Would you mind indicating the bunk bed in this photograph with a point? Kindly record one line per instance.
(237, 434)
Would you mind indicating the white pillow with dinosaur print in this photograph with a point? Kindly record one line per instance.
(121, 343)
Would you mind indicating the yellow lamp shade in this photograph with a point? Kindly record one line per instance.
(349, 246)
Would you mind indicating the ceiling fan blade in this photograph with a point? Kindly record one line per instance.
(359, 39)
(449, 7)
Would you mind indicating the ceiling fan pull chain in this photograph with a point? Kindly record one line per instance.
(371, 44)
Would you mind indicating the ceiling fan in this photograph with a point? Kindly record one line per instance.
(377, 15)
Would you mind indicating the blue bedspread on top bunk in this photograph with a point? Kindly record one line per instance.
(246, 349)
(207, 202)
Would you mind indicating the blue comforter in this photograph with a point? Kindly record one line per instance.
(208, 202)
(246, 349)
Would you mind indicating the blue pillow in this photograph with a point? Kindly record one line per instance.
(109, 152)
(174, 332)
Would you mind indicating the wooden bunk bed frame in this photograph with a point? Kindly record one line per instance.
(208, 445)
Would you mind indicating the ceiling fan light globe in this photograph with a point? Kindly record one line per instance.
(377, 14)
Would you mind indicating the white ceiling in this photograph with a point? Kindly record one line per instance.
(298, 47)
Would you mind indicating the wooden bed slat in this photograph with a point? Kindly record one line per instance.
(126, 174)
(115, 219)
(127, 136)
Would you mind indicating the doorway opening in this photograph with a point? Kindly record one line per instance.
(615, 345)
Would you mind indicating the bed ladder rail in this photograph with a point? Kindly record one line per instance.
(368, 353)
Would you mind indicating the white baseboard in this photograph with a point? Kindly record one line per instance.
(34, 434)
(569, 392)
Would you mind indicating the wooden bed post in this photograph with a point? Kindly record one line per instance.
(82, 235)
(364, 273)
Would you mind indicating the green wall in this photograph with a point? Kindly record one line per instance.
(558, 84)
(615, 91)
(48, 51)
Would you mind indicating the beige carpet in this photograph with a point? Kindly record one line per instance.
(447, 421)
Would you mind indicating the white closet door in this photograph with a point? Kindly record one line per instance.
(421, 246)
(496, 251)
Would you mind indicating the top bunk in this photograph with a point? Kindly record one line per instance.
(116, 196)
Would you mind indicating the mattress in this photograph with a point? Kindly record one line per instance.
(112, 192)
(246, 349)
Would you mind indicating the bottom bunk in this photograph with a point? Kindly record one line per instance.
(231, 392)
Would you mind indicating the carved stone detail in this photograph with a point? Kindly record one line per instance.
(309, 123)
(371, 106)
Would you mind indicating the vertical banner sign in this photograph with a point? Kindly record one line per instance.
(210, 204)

→ What you have to do
The answer should be an exact copy of the data.

→ Solved problem
Would you mind indicating the bunk bed in this photograph with a point? Kindly record one line per instance.
(237, 434)
Would you mind indicating the white pillow with dinosaur print in this photograph with a point? Kindly record one line per instance.
(121, 343)
Would you mind indicating the yellow lamp shade in this photograph with a point? Kindly record one line per instance.
(349, 246)
Would you mind indicating the ceiling fan blade in this photograph with a point? Kindly record one line per instance.
(359, 39)
(449, 7)
Would you mind indicating the ceiling fan pull chain in this photograph with a point? Kindly record one line per instance.
(371, 44)
Would you mind indicating the ceiling fan in this photograph with a point? Kindly record one line per instance.
(377, 15)
Would you mind indicating the blue bedspread on top bunk in this photograph with a point? Kindly record one line per instance.
(246, 349)
(207, 202)
Would you mind indicating the blue comforter in this photograph with a point? Kindly record one line per instance.
(208, 202)
(246, 349)
Would you mind indicating the blue pillow in this photograph with a point? Kindly record one line per instance.
(109, 152)
(174, 332)
Would you mind indicating the wooden bunk bed frame in this photograph with a point? Kindly record one line per instance.
(208, 445)
Would you mind indicating the ceiling fan light globe in this photograph with a point? Kindly record one line per instance.
(377, 14)
Would you mind indicating the white ceiling in this photograph with a point? Kindly record one line per instance.
(298, 47)
Would you mind indicating the wooden bed slat in this photograph with a point? Kindly record one line per instance.
(126, 174)
(115, 219)
(127, 136)
Would you mind indicating the doorway opening in this photograph with a point? Kindly record one line per instance.
(615, 345)
Would you mind indicating the bed ladder rail in this photograph with a point? Kindly record one line per instance.
(368, 353)
Would you mind indicating the white baseboard in this photograph with a point? Kindly record one line per instance.
(34, 434)
(569, 392)
Would you mind indicating the wooden bed post in this photograph with a point? Kindly record one line per instance.
(82, 235)
(364, 273)
Would you mind indicating the green wall in this photograph with a point? Kindly record one line per instance.
(558, 84)
(615, 91)
(48, 51)
Would you mind indicating the beige carpet in this photograph with a point? Kindly record one line per instance.
(447, 421)
Would you mind indicating the white closet door in this photograph with a point? Kindly record one line per instance.
(421, 246)
(496, 251)
Would you mind indicating the top bunk in this photograph with a point? Kindly record one line per instance.
(116, 196)
Would you mind indicating the mattress in this photograph with a point? Kindly record one line per instance.
(112, 192)
(246, 349)
Would you mind indicating the bottom bunk in this photograph with a point? Kindly record one line per instance.
(231, 392)
Would you mind indicating the carved stone detail in this photograph with a point? Kindly record one line per instance.
(309, 123)
(371, 106)
Would you mind indicating the vertical banner sign in this photograph with a point? Kindly record one line per instance.
(210, 204)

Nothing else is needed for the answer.